--- Given information Enclosed Below ---

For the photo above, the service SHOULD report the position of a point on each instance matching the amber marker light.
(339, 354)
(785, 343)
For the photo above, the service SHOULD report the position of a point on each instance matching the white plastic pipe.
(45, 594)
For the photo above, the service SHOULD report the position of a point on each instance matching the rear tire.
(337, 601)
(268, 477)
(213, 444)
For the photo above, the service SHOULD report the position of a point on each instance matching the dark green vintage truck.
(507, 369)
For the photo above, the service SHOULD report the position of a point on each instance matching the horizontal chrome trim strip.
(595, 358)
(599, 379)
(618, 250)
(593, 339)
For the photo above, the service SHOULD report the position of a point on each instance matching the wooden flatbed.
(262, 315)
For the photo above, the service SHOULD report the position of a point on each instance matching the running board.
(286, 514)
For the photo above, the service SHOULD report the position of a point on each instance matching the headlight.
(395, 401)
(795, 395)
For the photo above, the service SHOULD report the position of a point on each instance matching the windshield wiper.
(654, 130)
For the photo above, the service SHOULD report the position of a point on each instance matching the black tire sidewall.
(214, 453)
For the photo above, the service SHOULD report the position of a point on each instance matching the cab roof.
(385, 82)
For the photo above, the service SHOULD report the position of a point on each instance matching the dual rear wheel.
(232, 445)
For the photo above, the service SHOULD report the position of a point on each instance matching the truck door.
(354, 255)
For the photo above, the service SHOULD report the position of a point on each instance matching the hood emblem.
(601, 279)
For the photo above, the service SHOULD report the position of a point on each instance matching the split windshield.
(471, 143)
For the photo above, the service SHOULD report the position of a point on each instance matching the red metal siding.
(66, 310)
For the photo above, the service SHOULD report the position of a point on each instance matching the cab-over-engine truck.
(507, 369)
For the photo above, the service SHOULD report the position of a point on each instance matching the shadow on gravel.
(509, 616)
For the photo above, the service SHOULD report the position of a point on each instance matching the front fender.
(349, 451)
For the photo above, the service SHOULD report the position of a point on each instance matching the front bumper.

--- End of Enclosed Given information ---

● **Task to carry out**: Take the entries above and transcribe them exactly.

● **Response to the task**:
For the photo above, the service SHOULD report the position of a point on each instance matching the amber marker light.
(339, 354)
(785, 343)
For the photo above, the service SHOULD report the position of a point on each instance matching the white plastic pipe.
(45, 594)
For the photo above, the service SHOULD report the position of a point on each instance matching the rear tire.
(337, 601)
(268, 477)
(213, 444)
For the photo above, the service SHOULD report the position of a point on each instance matching the dark green vintage truck.
(507, 369)
For the photo above, the service SHOULD report the position of a point on each instance matching the horizontal chrome trim strip.
(595, 358)
(599, 379)
(618, 250)
(593, 339)
For the photo above, the service SHOULD report the position of a point on each instance matching the wooden flatbed.
(262, 315)
For the photo above, the service SHOULD report the position of a point on each instance matching the running board.
(286, 514)
For the photo above, the service SHOULD report the position of a point on each instance matching the headlight.
(395, 401)
(795, 395)
For the photo above, the service SHOULD report the position of a point on each instance matching the windshield wiper.
(654, 130)
For the photo above, the service SHOULD report the position of a point on each instance matching the black tire sidewall.
(214, 453)
For the photo above, the service SHOULD report the position of a point on each instance matching the cab roof.
(385, 82)
For the photo above, the service SHOULD report the position of a point on each instance matching the dual rear wheel.
(232, 445)
For the photo above, the service SHOULD report the position of a point on each instance matching the truck door.
(354, 255)
For the photo above, the service SHOULD report the position of a point on each instance matching the hood emblem.
(601, 279)
For the photo above, the service SHOULD report the position of a point on each instance matching the split windshield.
(471, 143)
For the photo above, the service SHOULD report the position of a point on each instance matching the red metal siding.
(66, 310)
For the photo above, the service SHOULD report the position of a point on each instance matching the cab-over-engine truck.
(507, 369)
For the photo above, the service SHOULD report the position of a point on each instance matching the shadow on gravel.
(509, 616)
For the photo above, the service SHOULD report the position of a point on each instance matching the front fender.
(349, 451)
For the photo above, the service SHOULD report the position of a point on each instance matching the front bumper.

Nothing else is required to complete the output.